Article
Boost logo

Boost Users :

Subject: Re: [Boost-users] Boost Regex: Use boost::uint32_t as charactertype.
From: John Maddock (john_at_[hidden])
Date: 2009-07-14 06:17:35


>>> I just like to know, if you can use a std::vector<boost::uint32_t> as a
>>> source to match regular expressions against it.
>>
>> Yes but... not right out of the box, you would need to provide a traits
>> class so that regex_traits<uint32_t> knows how to interpret unint32_t's
>> as characters.
>>
>> What precisely did you want to do?
>>
>
> Convert UTF-8/UTF-16 to unint32_t then use Regular Expressions as a
> means to parse xml.

If you don't mind depending upon ICU then the regex ICU wrappers will do
that for you, *and* let you operate directly on the UTF-8 byte stream as
well:
http://www.boost.org/doc/libs/1_39_0/libs/regex/doc/html/boost_regex/ref/non_std_strings/icu.html.

Information shown
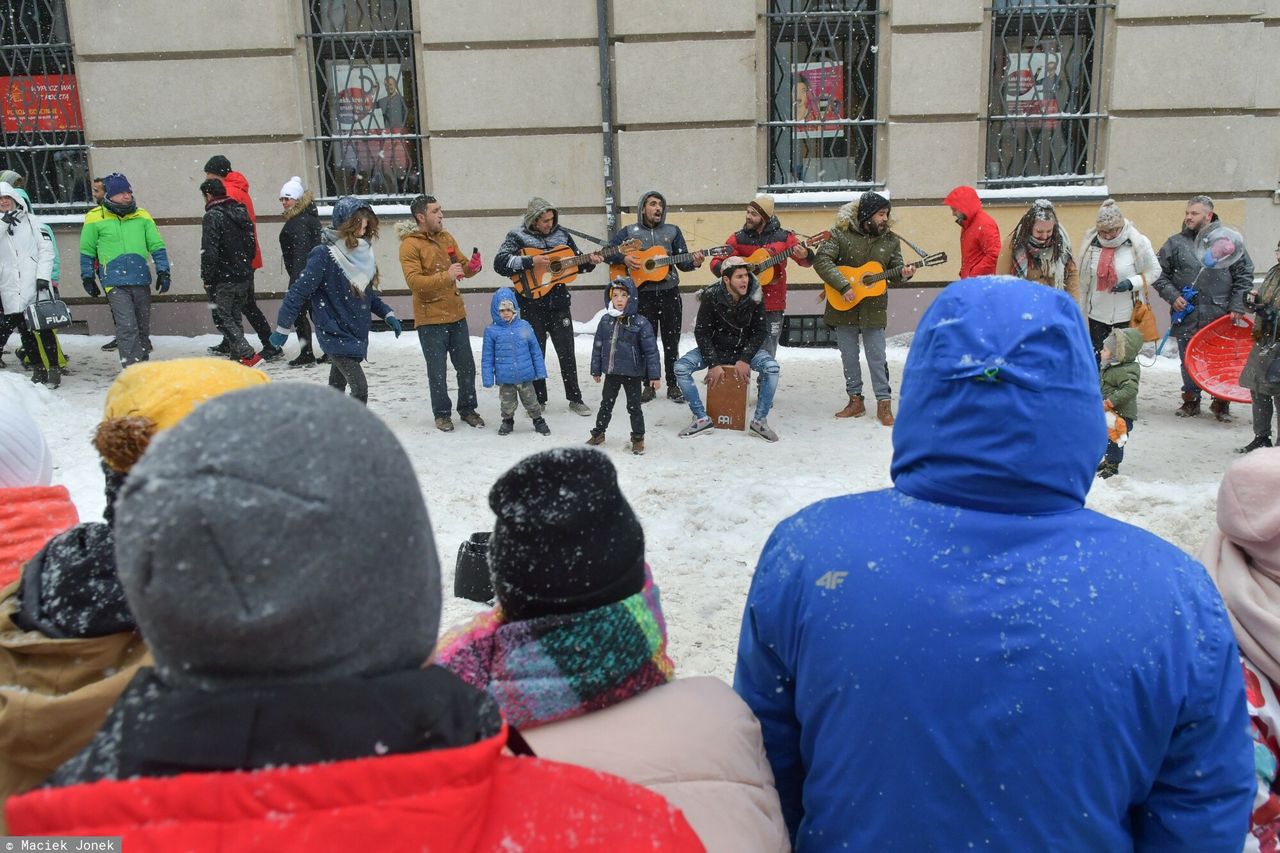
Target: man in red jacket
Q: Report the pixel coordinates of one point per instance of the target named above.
(979, 235)
(237, 188)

What needs to be done
Pick up the Boost Regex mailing-list reply after the link it ends on, and write what comes next.

Output of the exercise
However, ICU is a big library to depend upon :-(

A more lightweight alternative if you don't need true Unicode character
classification and case-conversion, would be to implement a lightweight
traits class for basic_regex that either "does nothing" or forwards to the
same methods in regex_traits<char> etc, see:
http://www.boost.org/doc/libs/1_39_0/libs/regex/doc/html/boost_regex/ref/concepts/traits_concept.html.
This is obviously more work, but reduces the code footprint, your call :-)

HTH, John.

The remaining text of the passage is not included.